---- Brano di testo

Francesco Pappalardo, Cristianità n. 117 (1985)
Un doloroso periodo della storia della nazione italiana, ricco di non pochi eroismi, viene censurato o deformato da ormai più di un secolo. Una mostra ha offerto la occasione per rimeditare – o cominciare a meditare – su di esso, per meglio comprendere il passato e, quindi, per meglio operare nel presente e nel futuro.
In margine a una mostra napoletana
«Brigantaggio lealismo repressione nel Mezzogiorno. 1860-1870»
«A Napoli noi abbiamo altresì cacciato il sovrano per stabilire un governo fondato sul consenso universale. Ma ci vogliono, e sembra che ciò non basti, per contenere il regno sessanta battaglioni; ed è notorio che, briganti o non briganti, nessuno vuole saperne di noi» (1).
Queste parole di Massimo d’Azeglio esprimono bene la sorpresa della classe dirigente «unitaria» di fronte alla imprevista ed energica resistenza dei «napolitani» contro la forzata annessione al regno d’Italia.
Non a caso i politici e le gerarchie militari si affrettarono a definire spregiativamente «brigantaggio» quel vasto fenomeno di insorgenza, che rappresentò uno degli ultimi tentativi – nella penisola italiana – di combattere la Rivoluzione con le armi.
La storiografia ufficiale, dal canto suo, ha trascurato volutamente quegli avvenimenti, sicché alla «fase del silenzio patriottico o della rimozione che dura fino alla caduta del fascismo» ha fatto seguito un’analoga «fase di silenzio, dovuto alle necessità della costruzione di una nuova Italia repubblicana» (2).

--------

■ Indicazione 1 ■
Disponi in un CSV a due colonne, «input» e «output», i record che partono dalla riga contenente "Where can the flower" e arrivano fino alla fine dei record, entrambi gli estremi compresi. Metti una riga per record, con il testo e la risposta ciascuno in un unico campo tra virgolette e gli a capo sostituiti da spazi.
■ Indicazione 2 ■
Riprendi il brano sul brigantaggio nel Mezzogiorno dal punto in cui si interrompe.

---- Dati di lavoro

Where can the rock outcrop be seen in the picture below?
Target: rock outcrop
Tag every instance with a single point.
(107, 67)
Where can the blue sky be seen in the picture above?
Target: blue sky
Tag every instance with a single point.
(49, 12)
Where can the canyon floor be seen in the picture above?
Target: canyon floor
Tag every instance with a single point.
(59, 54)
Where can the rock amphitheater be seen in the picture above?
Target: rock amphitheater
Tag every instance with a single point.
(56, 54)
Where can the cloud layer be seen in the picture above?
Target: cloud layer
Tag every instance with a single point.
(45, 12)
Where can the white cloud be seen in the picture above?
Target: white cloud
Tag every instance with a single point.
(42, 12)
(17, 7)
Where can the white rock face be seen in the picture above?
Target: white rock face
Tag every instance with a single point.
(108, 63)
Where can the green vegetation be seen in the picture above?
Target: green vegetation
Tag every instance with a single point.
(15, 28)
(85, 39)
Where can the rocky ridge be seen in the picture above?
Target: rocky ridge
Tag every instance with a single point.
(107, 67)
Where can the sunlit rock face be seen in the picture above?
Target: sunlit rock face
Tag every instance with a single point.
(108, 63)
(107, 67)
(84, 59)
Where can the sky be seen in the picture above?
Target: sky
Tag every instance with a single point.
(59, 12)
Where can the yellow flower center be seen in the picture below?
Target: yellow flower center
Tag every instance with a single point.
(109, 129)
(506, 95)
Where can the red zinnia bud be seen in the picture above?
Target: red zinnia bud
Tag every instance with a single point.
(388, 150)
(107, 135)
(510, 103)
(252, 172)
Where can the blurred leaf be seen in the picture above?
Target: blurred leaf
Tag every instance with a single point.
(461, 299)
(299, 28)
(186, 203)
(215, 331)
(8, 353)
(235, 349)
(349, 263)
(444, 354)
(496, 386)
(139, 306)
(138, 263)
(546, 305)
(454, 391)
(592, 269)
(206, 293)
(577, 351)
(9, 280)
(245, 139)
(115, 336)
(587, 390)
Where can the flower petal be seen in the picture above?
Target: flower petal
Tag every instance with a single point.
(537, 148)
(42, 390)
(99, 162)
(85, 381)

--------

■ Risposta scritta 1 ■
input,output
"Where can the flower petal be seen in the picture above? Target: flower petal Tag every instance with a single point.","(537, 148) (42, 390) (99, 162) (85, 381)"

■ Risposta scritta 2 ■
Soltanto ora che l’edificio unitario sembra completato può concedersi «che un giudizio storico superiore e la pietas dell’umanità civile e delle memorie napoletane riconoscano le ragioni e le pene di tutti i contendenti» (3).
Rientra in questa ottica la mostra su Brigantaggio lealismo repressione nel Mezzogiorno. 1860-1870, organizzata a Napoli, presso i locali del Museo Pignatelli, dal 30 giugno al 18 novembre 1984.
Il legittimismo armato
Il materiale esposto in occasione della mostra ha offerto all’attento visitatore la possibilità, di cogliere quello che fu l’elemento unificante della «reazione», cioè lo spiccato indirizzo legittimistico che essa assunse fino dall’inizio.
Le modalità della resistenza – la guerriglia capace di unire aristocratici e popolo – sono tali, del resto, da richiamare alla mente la epopea vandeana.
Questa continuità contro-rivoluzionaria non è affatto simbolica, ove si consideri che a capeggiare gli insorgenti «il fior fiore della nobiltà lealistica europea discese dalle brume dei propri castelli nel fuoco di una lotta senza quartiere “per il trono e l’altare”, “per la fede e la gloria”» (4).
A suggello di quell’alleanza, il 21 gennaio 1861, anniversario della morte di Luigi XVI, nella fortezza assediata di Gaeta legittimisti italiani e francesi pregano insieme affinché Dio applichi alla causa di Francesco II i frutti del sangue del re decapitato (5).
Nasce in tale modo un’armata sovranazionale, nelle cui file militano francesi e belgi, austriaci e bavaresi, sassoni e irlandesi, oltre a numerosissimi carlisti spagnoli, il cui impegno diventa presto maggioritario (6).
Nei padiglioni della mostra sono tornate a vivere le nobili figure del conte Henri de Cathelineau – discendente di uno dei più valorosi condottieri della guerra di Vandea -, del barone Klitsche de La Grange, del marchese de Namour, dei conti de Christen e di Kalckreuth, e soprattutto dei catalani José Borges, che fu definito «l’anti-Garibaldi», e Rafael Tristany, artefici di memorabili imprese, tali da fare a lungo sperare in una conclusione vittoriosa della insurrezione.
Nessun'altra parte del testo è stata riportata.